(Stored entries)
· · · · · · ·

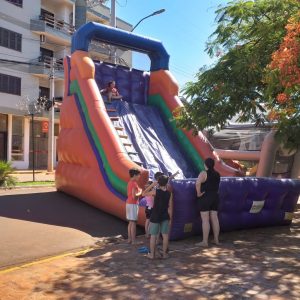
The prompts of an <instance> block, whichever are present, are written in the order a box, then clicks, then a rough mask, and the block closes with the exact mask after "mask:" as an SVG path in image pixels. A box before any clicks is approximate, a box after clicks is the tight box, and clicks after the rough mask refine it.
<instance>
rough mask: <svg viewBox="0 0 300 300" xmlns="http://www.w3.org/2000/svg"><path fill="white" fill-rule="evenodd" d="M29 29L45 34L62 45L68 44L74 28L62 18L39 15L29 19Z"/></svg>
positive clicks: (73, 29)
mask: <svg viewBox="0 0 300 300" xmlns="http://www.w3.org/2000/svg"><path fill="white" fill-rule="evenodd" d="M30 30H31V31H33V32H36V33H38V34H45V36H48V37H51V38H52V39H56V40H57V41H58V42H61V43H62V44H64V45H70V44H71V36H72V34H73V33H74V31H75V28H74V26H73V25H71V24H68V23H66V22H64V21H63V20H58V19H56V18H53V17H51V16H48V15H40V16H38V17H37V18H35V19H31V20H30Z"/></svg>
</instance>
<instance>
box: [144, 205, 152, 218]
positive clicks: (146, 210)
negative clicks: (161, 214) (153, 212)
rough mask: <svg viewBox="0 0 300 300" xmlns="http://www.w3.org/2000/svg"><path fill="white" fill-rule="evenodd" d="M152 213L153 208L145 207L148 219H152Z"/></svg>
mask: <svg viewBox="0 0 300 300" xmlns="http://www.w3.org/2000/svg"><path fill="white" fill-rule="evenodd" d="M151 213H152V208H148V207H146V208H145V214H146V219H150V217H151Z"/></svg>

· · · · · · ·

The full set of entries should be transcribed exactly, pictures left aside.

■ Answer to the exercise ■
The prompts of an <instance> block, whichever are present, are written in the order a box, then clicks, then a rough mask, and the block closes with the exact mask after "mask:" as an SVG path in image pixels. A box before any clicks is approximate, a box after clicks is the tight box, and clicks after the rough mask refine it.
<instance>
rough mask: <svg viewBox="0 0 300 300" xmlns="http://www.w3.org/2000/svg"><path fill="white" fill-rule="evenodd" d="M29 29L45 34L62 45L68 44L74 28L62 18L39 15L29 19Z"/></svg>
positive clicks: (73, 29)
mask: <svg viewBox="0 0 300 300" xmlns="http://www.w3.org/2000/svg"><path fill="white" fill-rule="evenodd" d="M30 30H31V31H33V32H36V33H38V34H45V36H48V37H51V38H52V39H56V40H57V41H58V42H61V43H62V44H64V45H70V44H71V36H72V34H73V33H74V31H75V28H74V26H73V25H71V24H68V23H66V22H64V21H63V20H58V19H56V18H53V17H51V16H48V15H40V16H38V17H37V18H35V19H31V20H30Z"/></svg>
</instance>
<instance>
box: [144, 205, 152, 218]
positive clicks: (146, 210)
negative clicks: (161, 214) (153, 212)
rough mask: <svg viewBox="0 0 300 300" xmlns="http://www.w3.org/2000/svg"><path fill="white" fill-rule="evenodd" d="M152 213L153 208L145 207L148 219H152Z"/></svg>
mask: <svg viewBox="0 0 300 300" xmlns="http://www.w3.org/2000/svg"><path fill="white" fill-rule="evenodd" d="M151 213H152V208H148V207H146V208H145V214H146V219H150V217H151Z"/></svg>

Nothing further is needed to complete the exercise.